EXERCISES »
1. Summarize the article on NSW strata law amendments in two sentences.
2. List every condition that the article on NSW strata law amendments gives for when the changes will apply.
3. In the article on NSW strata law amendments, copy out the passage from "1. Building work" to "more separate dwellings.".

──────── SELECTED TEXT

Australia: Amendments to NSW Strata Laws

Last Updated: 8 February 2016
Article by Peter Rusbourne


Changes will affect developers upon the completion of building works!

Several significant amendments to Strata laws in NSW are to occur in 2016. At this stage the exact date on which these changes will come into effect is unknown, but it is expected to occur in mid 2016. These changes will apply where:

  1. Building work is carried out for the purposes of, or at the same time as, the registration of a strata plan or strata plan of subdivision, and
  2. The development is residential or for mixed use with one purpose being residential, and
  3. Building works for which insurance policies under the Home Building Compensation Fund are not required pursuant to the Home Building Act ("HBA"). The HBA does not require insurance for multi storey developments that:
  4. 3.1 Are over three storeys in height; and
    3.2 Contain two or more separate dwellings.

Changes directly affecting developers

Some of the key changes that will affect developers are set out below:

Payment of a Bond

  1. Developers will need to give to the Secretary of the Department of Finance, Services & Innovation ("the Secretary") a bond equivalent to 2% of the contract price for the building work. This bond will serve as security for the rectification of any building defects.

────────────────
──────── EXCERPTED DATA

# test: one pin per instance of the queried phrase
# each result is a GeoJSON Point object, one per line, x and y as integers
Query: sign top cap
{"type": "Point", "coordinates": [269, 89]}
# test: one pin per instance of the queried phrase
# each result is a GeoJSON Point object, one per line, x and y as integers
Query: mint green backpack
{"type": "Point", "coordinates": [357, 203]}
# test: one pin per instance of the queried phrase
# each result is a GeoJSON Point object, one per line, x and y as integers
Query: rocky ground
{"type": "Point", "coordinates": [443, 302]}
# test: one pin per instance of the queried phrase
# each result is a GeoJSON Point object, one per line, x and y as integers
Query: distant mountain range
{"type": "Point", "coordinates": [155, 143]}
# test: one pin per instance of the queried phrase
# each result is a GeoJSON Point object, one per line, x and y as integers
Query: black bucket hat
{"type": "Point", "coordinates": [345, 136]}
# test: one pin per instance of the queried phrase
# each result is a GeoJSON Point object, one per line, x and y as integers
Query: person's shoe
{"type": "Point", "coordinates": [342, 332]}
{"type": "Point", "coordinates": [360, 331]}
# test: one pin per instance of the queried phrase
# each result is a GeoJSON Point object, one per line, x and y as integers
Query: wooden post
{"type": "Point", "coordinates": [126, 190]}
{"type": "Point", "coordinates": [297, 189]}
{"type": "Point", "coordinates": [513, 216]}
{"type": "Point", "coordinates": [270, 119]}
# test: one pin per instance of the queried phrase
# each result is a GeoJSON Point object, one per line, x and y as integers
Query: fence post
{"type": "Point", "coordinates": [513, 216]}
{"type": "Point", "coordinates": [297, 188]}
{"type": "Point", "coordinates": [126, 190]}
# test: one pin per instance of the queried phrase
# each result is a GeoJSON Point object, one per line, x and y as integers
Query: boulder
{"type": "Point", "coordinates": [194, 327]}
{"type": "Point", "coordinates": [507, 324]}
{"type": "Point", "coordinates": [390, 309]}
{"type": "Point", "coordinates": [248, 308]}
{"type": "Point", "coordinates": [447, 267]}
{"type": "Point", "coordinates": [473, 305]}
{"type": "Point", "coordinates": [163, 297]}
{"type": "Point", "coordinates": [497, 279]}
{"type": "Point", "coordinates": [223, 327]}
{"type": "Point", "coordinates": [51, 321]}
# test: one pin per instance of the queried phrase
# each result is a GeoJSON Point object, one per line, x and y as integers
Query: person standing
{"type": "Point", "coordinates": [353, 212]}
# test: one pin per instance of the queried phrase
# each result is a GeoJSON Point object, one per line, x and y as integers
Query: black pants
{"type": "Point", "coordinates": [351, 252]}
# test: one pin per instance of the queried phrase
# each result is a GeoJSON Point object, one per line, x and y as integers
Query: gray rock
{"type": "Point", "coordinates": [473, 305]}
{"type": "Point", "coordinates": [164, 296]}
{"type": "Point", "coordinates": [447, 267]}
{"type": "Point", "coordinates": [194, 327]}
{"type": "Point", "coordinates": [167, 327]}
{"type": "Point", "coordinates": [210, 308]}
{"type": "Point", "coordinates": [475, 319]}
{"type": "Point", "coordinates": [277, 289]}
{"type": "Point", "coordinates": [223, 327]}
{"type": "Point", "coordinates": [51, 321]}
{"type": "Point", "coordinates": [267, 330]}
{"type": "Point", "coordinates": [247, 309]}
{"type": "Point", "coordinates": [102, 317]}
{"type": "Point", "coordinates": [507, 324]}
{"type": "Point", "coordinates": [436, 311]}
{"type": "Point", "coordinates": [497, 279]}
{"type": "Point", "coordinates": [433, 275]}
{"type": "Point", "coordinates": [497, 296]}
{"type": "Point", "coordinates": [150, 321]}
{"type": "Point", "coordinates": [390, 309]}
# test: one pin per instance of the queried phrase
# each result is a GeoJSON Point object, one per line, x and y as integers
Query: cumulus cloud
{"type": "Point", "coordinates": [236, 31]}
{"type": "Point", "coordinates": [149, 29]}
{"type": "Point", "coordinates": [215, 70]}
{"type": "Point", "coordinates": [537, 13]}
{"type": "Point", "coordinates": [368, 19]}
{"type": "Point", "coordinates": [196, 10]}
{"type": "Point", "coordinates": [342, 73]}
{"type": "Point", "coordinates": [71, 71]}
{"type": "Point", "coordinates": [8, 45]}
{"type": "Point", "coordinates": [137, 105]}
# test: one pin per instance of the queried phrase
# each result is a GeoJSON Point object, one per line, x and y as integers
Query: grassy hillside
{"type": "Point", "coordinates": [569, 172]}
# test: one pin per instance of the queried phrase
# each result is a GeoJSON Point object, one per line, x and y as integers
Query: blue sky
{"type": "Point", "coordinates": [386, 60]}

────────────────

SOLUTIONS BY TASK »
1. Several significant amendments to NSW strata laws are expected to take effect in mid 2016. They will apply to residential or mixed-use developments where building work accompanies the registration of a strata plan and insurance under the Home Building Compensation Fund is not required, and one key change requires developers to give the Secretary of the Department of Finance, Services & Innovation a bond of 2% of the contract price as security for rectifying building defects.

2.
- Building work is carried out for the purposes of, or at the same time as, the registration of a strata plan or strata plan of subdivision.
- The development is residential or for mixed use with one purpose being residential.
- The building works are ones for which insurance policies under the Home Building Compensation Fund are not required under the Home Building Act.

3.
1. Building work is carried out for the purposes of, or at the same time as, the registration of a strata plan or strata plan of subdivision, and
  2. The development is residential or for mixed use with one purpose being residential, and
  3. Building works for which insurance policies under the Home Building Compensation Fund are not required pursuant to the Home Building Act ("HBA"). The HBA does not require insurance for multi storey developments that:
  4. 3.1 Are over three storeys in height; and
    3.2 Contain two or more separate dwellings.